- [抜粋]
---------------

春彼岸特集 茨木兆輝老師に聞く
子どもたちとのふれあいからたどりついた
人生の極意

 ミャンマーの少年僧たち(撮影:小原宏延)


茨木兆輝
(いばらぎ・ちょうき)

昭和5年(1930)、佐賀県生まれ。
昭和23年、駒澤大学仏教学部卒業。すぐに永平寺で修行。
昭和53年、佐世保市・西蓮寺住職。
学生時代から児童教育に情熱を注ぎ、人形劇グループ「こぐま」を40年にわたって主宰するほか、社会貢献として保護司・教誨師・老人ホームの生涯教育講師などを長年つづける。
現在、させぼ南無の会会長・アジア仏教徒協会会長・西蓮寺東堂


 良寛和尚は子供たちと遊び戯れ、子供たちの童心を慈いつくしみました。
 今回インタビューした長崎県佐世保市西蓮寺東堂・茨木兆輝老師もまた生涯のなかで子供たちとふれあい、子供たちからかけがえのない人生の極意を学びとった方のおひとりでしょう。
 四十年におよぶ人形劇団の主宰、ミャンマーをはじめとする世界各地での子供たちとのふれあい。そこから学びとったものはゆるぎない「仏心」への信頼であったようです。


 インタビュアー
 石原恵子(いしはら・けいこ)
 地域情報紙『りんかいBreeze』『BRISA』編集長


 眼鏡岩

――長崎県の佐世保市内にある西蓮寺さんは、平戸八景のひとつで、眼鏡のような岩「眼鏡岩」が有名ですね。

茨木 眼鏡岩は、昔、大きな赤鬼がいて、昼寝から目を覚まし、がーっと足を伸ばした途端に穴があいたという言い伝えがあります。お寺が、昔、海だったということでしょう。寺の五百メーターぐらい奥のほうにあります。また、弘法大師が彫られたといわれる観音様が三つありまして、近ごろ地元の歴史家が検証して、弘法大師がこのようなルートでおいでになったと言うのです。

---------------

- [課題と演習]
a – 次の(i)〜(iii)が茨木兆輝老師のインタビューの内容と合うかどうか、それぞれ「はい」か「いいえ」で答え、判断の根拠となる本文の語句をそのまま引用せよ。
(i) 茨木老師は昭和5年に佐賀県で生まれた。
(ii) 茨木老師は人形劇グループ「こぐま」を20年にわたって主宰した。
(iii) 眼鏡岩は寺の五百メートルほど奥にある。
b – 茨木兆輝老師のインタビューを、最後の文の後から書き進めよ。
記録はこの抜粋とは別の資料である。

---------------

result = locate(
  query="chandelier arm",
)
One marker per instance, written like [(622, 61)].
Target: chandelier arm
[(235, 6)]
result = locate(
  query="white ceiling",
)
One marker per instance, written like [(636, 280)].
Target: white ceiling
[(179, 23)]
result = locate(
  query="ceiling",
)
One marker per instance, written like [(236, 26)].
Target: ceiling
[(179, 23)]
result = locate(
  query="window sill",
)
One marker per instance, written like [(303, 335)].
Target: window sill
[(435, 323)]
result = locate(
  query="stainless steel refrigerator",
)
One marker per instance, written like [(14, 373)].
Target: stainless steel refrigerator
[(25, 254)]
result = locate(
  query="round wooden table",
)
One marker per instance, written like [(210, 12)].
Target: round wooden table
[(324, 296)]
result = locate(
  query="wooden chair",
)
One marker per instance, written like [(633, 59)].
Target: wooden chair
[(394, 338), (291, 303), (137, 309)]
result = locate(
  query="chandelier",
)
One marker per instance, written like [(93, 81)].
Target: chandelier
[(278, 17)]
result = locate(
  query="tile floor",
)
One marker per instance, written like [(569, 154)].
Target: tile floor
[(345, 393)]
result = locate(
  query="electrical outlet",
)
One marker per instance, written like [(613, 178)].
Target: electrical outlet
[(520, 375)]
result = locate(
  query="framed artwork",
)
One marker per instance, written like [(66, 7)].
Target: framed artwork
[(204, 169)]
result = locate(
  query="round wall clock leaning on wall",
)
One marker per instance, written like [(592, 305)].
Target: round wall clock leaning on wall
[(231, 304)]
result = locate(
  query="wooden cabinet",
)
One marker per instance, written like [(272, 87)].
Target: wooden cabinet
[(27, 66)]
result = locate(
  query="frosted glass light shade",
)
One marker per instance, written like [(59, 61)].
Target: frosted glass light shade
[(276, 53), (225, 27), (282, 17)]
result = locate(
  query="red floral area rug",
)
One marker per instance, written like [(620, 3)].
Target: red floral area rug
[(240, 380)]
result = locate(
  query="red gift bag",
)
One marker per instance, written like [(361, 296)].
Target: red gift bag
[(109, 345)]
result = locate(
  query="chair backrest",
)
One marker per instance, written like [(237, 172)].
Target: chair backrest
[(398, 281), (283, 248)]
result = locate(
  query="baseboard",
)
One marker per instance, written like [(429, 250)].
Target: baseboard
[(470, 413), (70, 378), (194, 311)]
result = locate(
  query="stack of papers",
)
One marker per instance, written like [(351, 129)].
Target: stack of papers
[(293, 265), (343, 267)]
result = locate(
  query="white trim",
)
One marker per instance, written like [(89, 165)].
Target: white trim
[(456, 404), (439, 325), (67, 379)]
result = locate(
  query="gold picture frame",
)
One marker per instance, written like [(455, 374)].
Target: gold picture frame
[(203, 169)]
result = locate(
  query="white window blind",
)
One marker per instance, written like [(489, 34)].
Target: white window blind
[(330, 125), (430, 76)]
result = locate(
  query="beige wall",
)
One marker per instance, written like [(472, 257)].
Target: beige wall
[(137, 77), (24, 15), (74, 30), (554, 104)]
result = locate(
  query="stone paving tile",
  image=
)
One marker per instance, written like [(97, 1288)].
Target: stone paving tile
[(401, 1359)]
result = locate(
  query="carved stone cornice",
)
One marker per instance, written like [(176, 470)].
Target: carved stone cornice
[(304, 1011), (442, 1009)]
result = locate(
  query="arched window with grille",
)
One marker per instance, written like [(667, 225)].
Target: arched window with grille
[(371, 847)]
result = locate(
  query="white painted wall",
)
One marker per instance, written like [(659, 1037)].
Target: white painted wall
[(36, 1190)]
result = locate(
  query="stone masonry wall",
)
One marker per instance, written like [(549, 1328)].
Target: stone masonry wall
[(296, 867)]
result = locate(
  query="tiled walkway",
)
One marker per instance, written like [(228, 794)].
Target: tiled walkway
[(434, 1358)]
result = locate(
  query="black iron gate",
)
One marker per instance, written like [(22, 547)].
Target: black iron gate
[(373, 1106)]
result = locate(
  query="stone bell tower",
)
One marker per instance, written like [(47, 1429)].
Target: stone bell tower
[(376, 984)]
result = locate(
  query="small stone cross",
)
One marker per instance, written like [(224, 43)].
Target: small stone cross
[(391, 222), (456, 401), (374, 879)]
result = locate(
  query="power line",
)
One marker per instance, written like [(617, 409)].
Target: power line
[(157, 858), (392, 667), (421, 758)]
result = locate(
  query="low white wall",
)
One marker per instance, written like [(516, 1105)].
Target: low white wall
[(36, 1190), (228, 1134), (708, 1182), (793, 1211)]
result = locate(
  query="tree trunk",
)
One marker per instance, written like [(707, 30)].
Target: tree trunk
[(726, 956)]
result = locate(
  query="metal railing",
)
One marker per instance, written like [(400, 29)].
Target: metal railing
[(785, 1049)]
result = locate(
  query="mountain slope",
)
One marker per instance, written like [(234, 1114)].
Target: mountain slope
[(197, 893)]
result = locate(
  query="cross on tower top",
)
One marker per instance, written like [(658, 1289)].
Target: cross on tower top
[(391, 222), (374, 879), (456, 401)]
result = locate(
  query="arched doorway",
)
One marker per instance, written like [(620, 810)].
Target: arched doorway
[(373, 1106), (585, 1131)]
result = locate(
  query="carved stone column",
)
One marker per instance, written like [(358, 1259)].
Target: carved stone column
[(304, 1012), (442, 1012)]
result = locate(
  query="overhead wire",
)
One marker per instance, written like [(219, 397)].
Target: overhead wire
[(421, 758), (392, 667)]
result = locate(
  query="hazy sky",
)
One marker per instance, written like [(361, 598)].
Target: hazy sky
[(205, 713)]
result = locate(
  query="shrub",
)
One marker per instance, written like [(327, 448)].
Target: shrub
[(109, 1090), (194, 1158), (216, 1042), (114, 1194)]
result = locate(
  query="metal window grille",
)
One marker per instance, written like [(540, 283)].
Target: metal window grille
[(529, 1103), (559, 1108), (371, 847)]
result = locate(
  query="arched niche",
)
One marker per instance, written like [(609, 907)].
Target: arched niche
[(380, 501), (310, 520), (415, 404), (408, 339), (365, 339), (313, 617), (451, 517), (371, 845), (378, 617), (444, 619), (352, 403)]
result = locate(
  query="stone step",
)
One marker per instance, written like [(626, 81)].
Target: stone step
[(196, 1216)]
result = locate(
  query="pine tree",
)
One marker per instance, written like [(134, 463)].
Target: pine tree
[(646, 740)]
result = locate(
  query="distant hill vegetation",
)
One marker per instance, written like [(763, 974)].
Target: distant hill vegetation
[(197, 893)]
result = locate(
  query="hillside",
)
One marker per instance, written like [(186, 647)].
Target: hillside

---------------

- [各課題の解答]
a –
(i) はい。「昭和5年(1930)、佐賀県生まれ。」
(ii) いいえ。「人形劇グループ「こぐま」を40年にわたって主宰する」
(iii) はい。「寺の五百メーターぐらい奥のほうにあります。」

b –
――童話のようなエピソードですね。今は曹洞宗の寺院で、近くの子供も坐禅堂にいらっしゃるということですが。

茨木 五十年前から日曜参禅会をしています。夏休みの子ども坐禅会「子ども禅の集い」は四十四回になりました。私が励まされながら続けさせてもらっています。

――長いあいだ続けられているのですね。そもそも老師が子供たちとふれあうようになったきっかけはなんだったのでしょうか。

茨木 駒澤大学の学生だったころ、児童教育部というサークルに所属していて、その活動で四年間、九州から北海道まで回りました。戦後まもないころですから、とにかく荒すさみがちな子供たちの心を豊かに育てたいという思いのなかで、子供たちと遊んでおりました。
 卒業後、永平寺に安居したのち故郷の佐世保に帰ってみると、佐世保はすっかり占領軍の基地となっていて、地元の子供たちはアメリカの兵隊に、「ギブ・ミー・チューインガム、ギブ・ミー・チョコレート」とせがんでいました。それがあまりに情けなかったんです。そこで人形劇団をつくろうということになり、お坊さんが三人、お医者さんと学校の先生が何人か集まって「人形劇グループコグマ」をつくりました。
 その劇団はその後四十年間つづき、千五百回ぐらい上演したでしょうね。花祭りなどの公演では一カ月に二十八回、一日に二回上演したこともありました。とにかく子供たちの明るい笑顔を見るのがうれしくて、自分たちも楽しみながらやっていました。近くの高校生や幼稚園の先生など、劇団員もだんだん増えてきて、オリジナル脚本が三十本ぐらいできましたよ。それもこの地方の方言丸出しのね。

――何かアナログで良いですね。今のテレビゲームなんかと違って生で上演される人形劇ですから、子供たちの心にも多くの感動が伝わったに違いありません。



世界平和パゴダの建立

――ミャンマーの子供たちとの交流が始まったのは、いつごろからですか?

茨木 私がビルマを訪れるようになったのは、昭和五十年代の初めです。初めは皆のあとに付いていくようなもので、第二次世界大戦中の戦死者を供養するのが目的でした。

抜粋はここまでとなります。